Da quando le politiche dei tassi alti della Fed hanno iniziato ad avere effetti nell’ottobre 2022, il Tesoro ha dovuto pagare in un anno e mezzo più di 1.300 miliardi di dollari di spese per interessi, mentre altri 1.000 miliardi sono da spendere per il prossimo anno.

Il tutto ammonta a oltre 2,3 trilioni di spese per interessi sul debito entro aprile 2025, (assumendo che il tasso medio il prossimo anno rimanga superiore al 4,75%).

Ma abbiamo detto che la spesa del governo è fuori controllo. Di conseguenza, sono fuori controllo anche le emissioni di nuovi titoli di stato che finanziano tali spese, sui quali ovviamente saranno fuori controllo anche gli interessi da pagare…

Secondo alcune stime, infatti, queste spese per interessi sono destinate a peggiorare di circa 3-4 miliardi di dollari al giorno….

Compiti dell'esercizio
1. Indica se ciascuna affermazione concorda con il testo sulla spesa per interessi, rispondendo sì o no e citando alla lettera le parole decisive: (a) In un anno e mezzo il Tesoro ha pagato oltre 1.300 miliardi di dollari di interessi. (b) La stima di 2,3 trilioni presuppone che il tasso medio del prossimo anno scenda sotto il 4,75%. (c) Secondo alcune stime, le spese per interessi peggioreranno di circa 3-4 miliardi di dollari al giorno.
2. Ripeti dal testo sulla spesa per interessi il tratto che si apre con le parole contenenti "Da quando le" e si chiude con "dollari al giorno….".

Dati per la localizzazione di espressioni referenziali
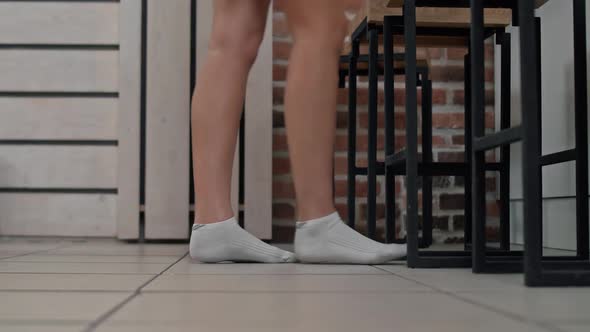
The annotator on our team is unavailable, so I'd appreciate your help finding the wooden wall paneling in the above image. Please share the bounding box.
[145,0,190,239]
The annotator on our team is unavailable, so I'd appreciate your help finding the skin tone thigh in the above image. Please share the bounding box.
[191,0,270,224]
[281,0,363,220]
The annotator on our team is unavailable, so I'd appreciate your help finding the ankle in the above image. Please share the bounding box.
[193,212,234,225]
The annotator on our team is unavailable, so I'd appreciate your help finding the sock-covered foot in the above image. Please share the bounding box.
[189,218,295,263]
[295,212,406,264]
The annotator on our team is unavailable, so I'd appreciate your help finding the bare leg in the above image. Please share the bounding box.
[284,0,405,264]
[190,0,294,263]
[283,0,363,220]
[192,0,270,224]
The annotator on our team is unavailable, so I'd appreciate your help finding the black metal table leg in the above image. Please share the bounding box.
[383,16,396,243]
[574,0,590,260]
[463,52,473,250]
[367,28,379,239]
[470,0,486,273]
[403,0,419,267]
[347,40,359,228]
[420,72,433,247]
[498,32,512,250]
[518,0,542,285]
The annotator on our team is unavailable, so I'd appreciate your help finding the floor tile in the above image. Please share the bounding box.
[4,254,180,264]
[377,265,524,292]
[457,287,590,322]
[47,241,188,257]
[0,273,153,291]
[0,261,170,274]
[0,292,129,324]
[166,257,387,274]
[96,319,544,332]
[109,292,538,331]
[0,321,88,332]
[555,322,590,332]
[144,274,430,293]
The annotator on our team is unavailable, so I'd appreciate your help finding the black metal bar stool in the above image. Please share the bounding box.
[340,0,432,247]
[471,0,590,286]
[384,0,511,267]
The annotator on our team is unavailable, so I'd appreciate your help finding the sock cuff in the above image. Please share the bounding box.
[193,217,237,231]
[296,211,340,226]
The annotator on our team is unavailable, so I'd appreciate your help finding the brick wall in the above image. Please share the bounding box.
[273,8,498,242]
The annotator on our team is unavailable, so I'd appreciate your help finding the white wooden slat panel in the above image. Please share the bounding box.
[510,197,588,250]
[244,10,272,239]
[0,193,117,236]
[0,49,119,92]
[0,98,118,140]
[0,1,119,44]
[504,0,590,199]
[195,1,240,216]
[0,145,117,188]
[117,0,142,239]
[145,0,191,239]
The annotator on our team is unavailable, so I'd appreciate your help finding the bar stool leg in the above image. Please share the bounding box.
[383,16,396,243]
[421,72,433,247]
[347,40,359,228]
[403,0,419,267]
[518,0,542,286]
[574,0,590,260]
[367,28,379,239]
[463,52,473,250]
[470,0,486,273]
[499,32,512,250]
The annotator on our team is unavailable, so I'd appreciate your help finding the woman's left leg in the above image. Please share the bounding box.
[283,0,405,264]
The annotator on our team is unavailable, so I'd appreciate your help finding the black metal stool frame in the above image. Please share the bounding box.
[384,5,510,268]
[340,38,432,247]
[471,0,590,286]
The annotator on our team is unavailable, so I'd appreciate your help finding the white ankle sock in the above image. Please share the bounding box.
[189,217,295,263]
[295,212,406,264]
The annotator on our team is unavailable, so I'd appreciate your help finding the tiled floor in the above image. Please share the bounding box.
[0,238,590,332]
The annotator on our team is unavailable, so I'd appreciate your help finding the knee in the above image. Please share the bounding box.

Risposte ai compiti
1.
(a) Sì: "il Tesoro ha dovuto pagare in un anno e mezzo più di 1.300 miliardi di dollari di spese per interessi"
(b) No: "assumendo che il tasso medio il prossimo anno rimanga superiore al 4,75%"
(c) Sì: "queste spese per interessi sono destinate a peggiorare di circa 3-4 miliardi di dollari al giorno"

2.
Da quando le politiche dei tassi alti della Fed hanno iniziato ad avere effetti nell’ottobre 2022, il Tesoro ha dovuto pagare in un anno e mezzo più di 1.300 miliardi di dollari di spese per interessi, mentre altri 1.000 miliardi sono da spendere per il prossimo anno.

Il tutto ammonta a oltre 2,3 trilioni di spese per interessi sul debito entro aprile 2025, (assumendo che il tasso medio il prossimo anno rimanga superiore al 4,75%).

Ma abbiamo detto che la spesa del governo è fuori controllo. Di conseguenza, sono fuori controllo anche le emissioni di nuovi titoli di stato che finanziano tali spese, sui quali ovviamente saranno fuori controllo anche gli interessi da pagare…

Secondo alcune stime, infatti, queste spese per interessi sono destinate a peggiorare di circa 3-4 miliardi di dollari al giorno….